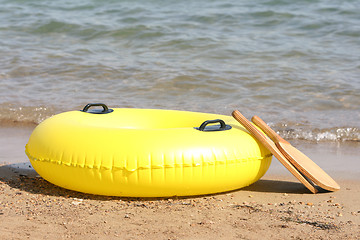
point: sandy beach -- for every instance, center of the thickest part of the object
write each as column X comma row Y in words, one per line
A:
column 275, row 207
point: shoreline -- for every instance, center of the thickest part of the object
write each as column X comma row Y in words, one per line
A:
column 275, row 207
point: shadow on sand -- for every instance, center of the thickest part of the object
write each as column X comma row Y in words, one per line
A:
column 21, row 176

---

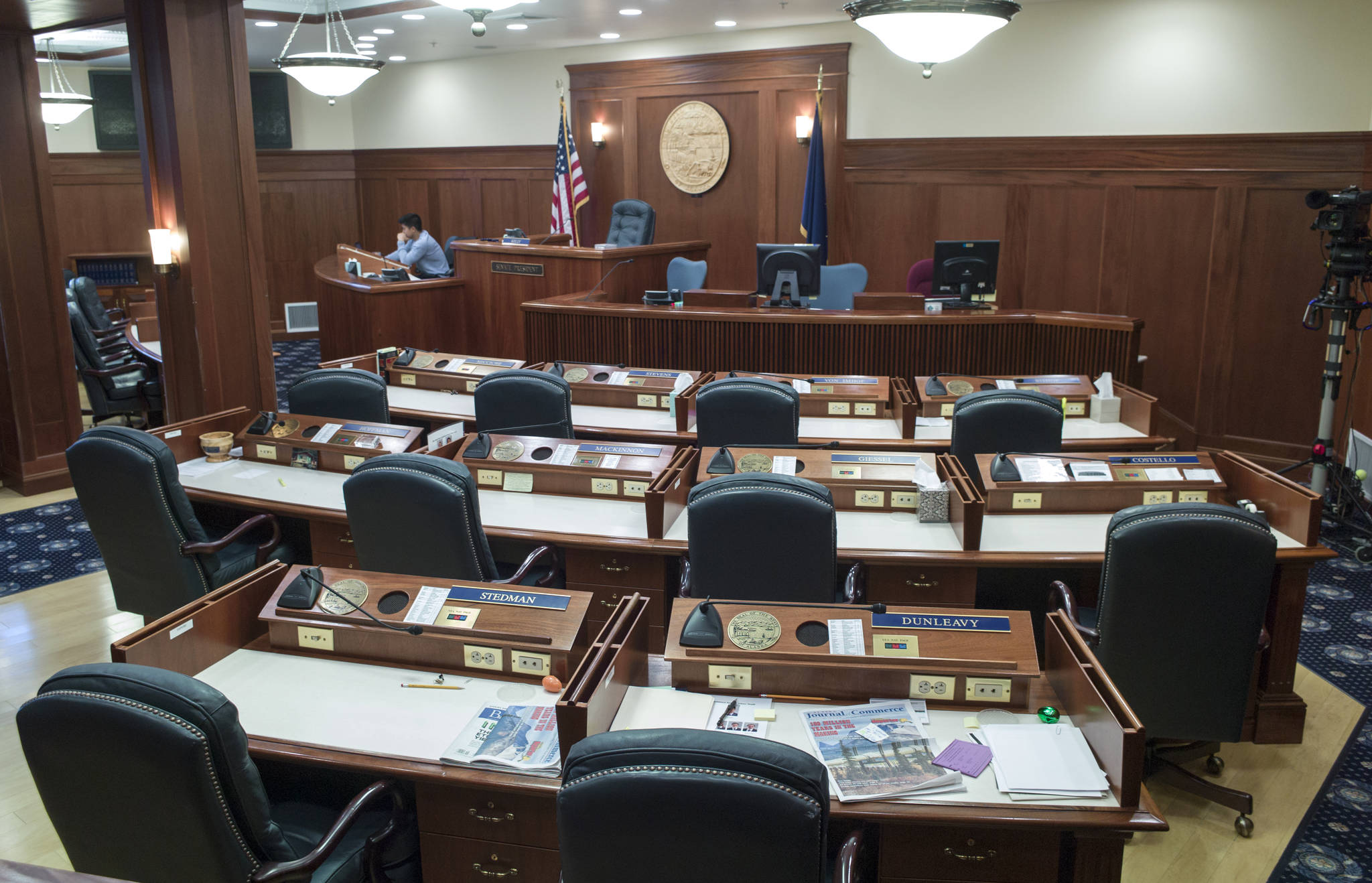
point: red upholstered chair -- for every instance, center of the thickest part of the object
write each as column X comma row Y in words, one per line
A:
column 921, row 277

---

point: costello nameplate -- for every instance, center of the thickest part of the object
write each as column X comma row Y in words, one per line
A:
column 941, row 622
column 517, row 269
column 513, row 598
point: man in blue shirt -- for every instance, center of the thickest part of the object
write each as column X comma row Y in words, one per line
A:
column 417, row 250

---

- _What this task involves_:
Please copy the rows without changes, starting with the line that contains "point: costello nameplate" and going on through the line that contains "column 513, row 598".

- _Result of this task_:
point: costello nameplate -- for every instance, center of the thickest part of the object
write each as column X comma row Y in words, one per line
A:
column 941, row 622
column 517, row 269
column 513, row 598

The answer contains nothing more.